• [Task brief]:
Copy exactly the run of lines that begins at the line with "Target: black shoe" and ends at the final line of the entries.

---

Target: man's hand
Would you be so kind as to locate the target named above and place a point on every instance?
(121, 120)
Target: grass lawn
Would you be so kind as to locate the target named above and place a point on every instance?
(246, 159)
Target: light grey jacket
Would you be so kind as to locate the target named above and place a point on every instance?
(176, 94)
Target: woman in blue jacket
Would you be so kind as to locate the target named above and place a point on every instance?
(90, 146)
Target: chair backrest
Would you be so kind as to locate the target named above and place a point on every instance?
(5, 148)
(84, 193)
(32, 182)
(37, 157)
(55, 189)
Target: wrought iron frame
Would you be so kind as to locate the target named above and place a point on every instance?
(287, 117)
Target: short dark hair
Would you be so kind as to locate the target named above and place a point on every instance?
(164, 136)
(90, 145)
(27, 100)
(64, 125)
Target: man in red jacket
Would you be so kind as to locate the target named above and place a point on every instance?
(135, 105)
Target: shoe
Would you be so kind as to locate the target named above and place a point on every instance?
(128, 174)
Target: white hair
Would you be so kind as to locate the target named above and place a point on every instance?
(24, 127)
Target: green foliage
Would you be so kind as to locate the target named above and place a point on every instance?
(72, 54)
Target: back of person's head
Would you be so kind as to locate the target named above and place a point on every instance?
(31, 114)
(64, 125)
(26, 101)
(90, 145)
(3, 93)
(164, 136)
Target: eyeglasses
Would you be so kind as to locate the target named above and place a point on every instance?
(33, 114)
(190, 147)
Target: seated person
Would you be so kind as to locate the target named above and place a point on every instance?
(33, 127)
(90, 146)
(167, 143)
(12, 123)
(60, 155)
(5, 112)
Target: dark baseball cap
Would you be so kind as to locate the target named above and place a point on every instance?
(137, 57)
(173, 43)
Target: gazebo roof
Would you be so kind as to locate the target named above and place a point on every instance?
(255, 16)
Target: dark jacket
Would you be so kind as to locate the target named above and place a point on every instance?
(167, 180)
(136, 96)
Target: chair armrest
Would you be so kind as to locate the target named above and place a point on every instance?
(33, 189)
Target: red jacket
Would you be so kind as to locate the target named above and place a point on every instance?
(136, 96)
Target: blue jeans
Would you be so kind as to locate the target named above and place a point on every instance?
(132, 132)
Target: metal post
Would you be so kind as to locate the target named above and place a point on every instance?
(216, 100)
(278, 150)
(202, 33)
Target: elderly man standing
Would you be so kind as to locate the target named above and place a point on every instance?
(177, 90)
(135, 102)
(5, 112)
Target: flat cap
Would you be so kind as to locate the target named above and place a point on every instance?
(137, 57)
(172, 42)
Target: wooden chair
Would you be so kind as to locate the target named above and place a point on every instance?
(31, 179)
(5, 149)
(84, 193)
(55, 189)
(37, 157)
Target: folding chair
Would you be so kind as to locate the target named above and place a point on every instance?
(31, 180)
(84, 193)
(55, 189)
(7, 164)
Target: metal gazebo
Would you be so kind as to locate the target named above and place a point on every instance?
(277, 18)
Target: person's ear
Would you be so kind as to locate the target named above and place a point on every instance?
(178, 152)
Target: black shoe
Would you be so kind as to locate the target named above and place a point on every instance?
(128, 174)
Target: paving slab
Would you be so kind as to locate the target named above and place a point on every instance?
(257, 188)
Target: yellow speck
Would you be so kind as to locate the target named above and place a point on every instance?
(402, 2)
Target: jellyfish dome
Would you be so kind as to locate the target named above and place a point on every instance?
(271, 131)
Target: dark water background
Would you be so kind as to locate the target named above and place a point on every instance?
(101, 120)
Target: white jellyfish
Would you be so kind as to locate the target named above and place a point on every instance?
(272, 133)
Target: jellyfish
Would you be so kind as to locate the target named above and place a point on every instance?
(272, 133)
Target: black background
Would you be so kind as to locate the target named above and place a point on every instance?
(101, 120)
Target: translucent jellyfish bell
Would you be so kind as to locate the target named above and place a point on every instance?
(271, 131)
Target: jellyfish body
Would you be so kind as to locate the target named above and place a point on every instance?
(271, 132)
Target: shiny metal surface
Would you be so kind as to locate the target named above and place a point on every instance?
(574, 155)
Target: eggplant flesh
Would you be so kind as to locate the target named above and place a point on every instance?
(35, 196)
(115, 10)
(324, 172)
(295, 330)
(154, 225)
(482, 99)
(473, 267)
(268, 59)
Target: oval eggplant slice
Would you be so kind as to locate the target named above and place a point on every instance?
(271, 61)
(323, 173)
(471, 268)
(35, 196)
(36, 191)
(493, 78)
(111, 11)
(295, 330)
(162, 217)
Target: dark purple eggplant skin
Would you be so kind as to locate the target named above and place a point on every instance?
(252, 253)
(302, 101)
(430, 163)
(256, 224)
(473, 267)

---

• [Completed task]:
Target: black shoe
Would you be so kind as to locate the target named above and place a point on every instance?
(128, 174)
Target: paving slab
Would you be so kind as to locate the target named above and place a point on every instance?
(257, 188)
Target: yellow speck
Would you be so kind as to locate the target named above and place a point on every instance?
(402, 2)
Target: jellyfish dome
Would you be so kind as to locate the target named above and place a point on every instance?
(271, 131)
Target: dark water background
Would you be so kind as to locate the target named above and place a point on every instance?
(101, 120)
Target: white jellyfish
Would you be so kind as to locate the target named above and place a point on every instance?
(272, 133)
Target: jellyfish
Would you be so kind as to locate the target named above and place a point on every instance?
(272, 133)
Target: black background
Would you be so kind as to locate the target named above and place a point on every instance?
(101, 120)
Target: translucent jellyfish bell
Would you be so kind as to locate the target named above and place a point on every instance?
(271, 131)
Target: jellyfish body
Would you be so kind as to locate the target named above and place a point on every instance?
(271, 132)
Target: shiny metal surface
Would you be so kind as to locate the target named above and place a point on every instance?
(574, 155)
Target: eggplant flesh
Would you be so kind as to locate the target named above and place a point on every instance?
(35, 196)
(115, 10)
(324, 172)
(295, 330)
(154, 225)
(482, 99)
(473, 267)
(268, 59)
Target: oval eggplant slice
Would you be so kind as to locate the target named above and place a point on every instance?
(271, 61)
(323, 173)
(471, 268)
(35, 196)
(36, 191)
(493, 78)
(111, 11)
(295, 330)
(162, 217)
Target: dark purple eggplant skin
Would you be so kind as to locate the target named above and place a point on every instance?
(252, 253)
(302, 101)
(430, 163)
(256, 224)
(473, 267)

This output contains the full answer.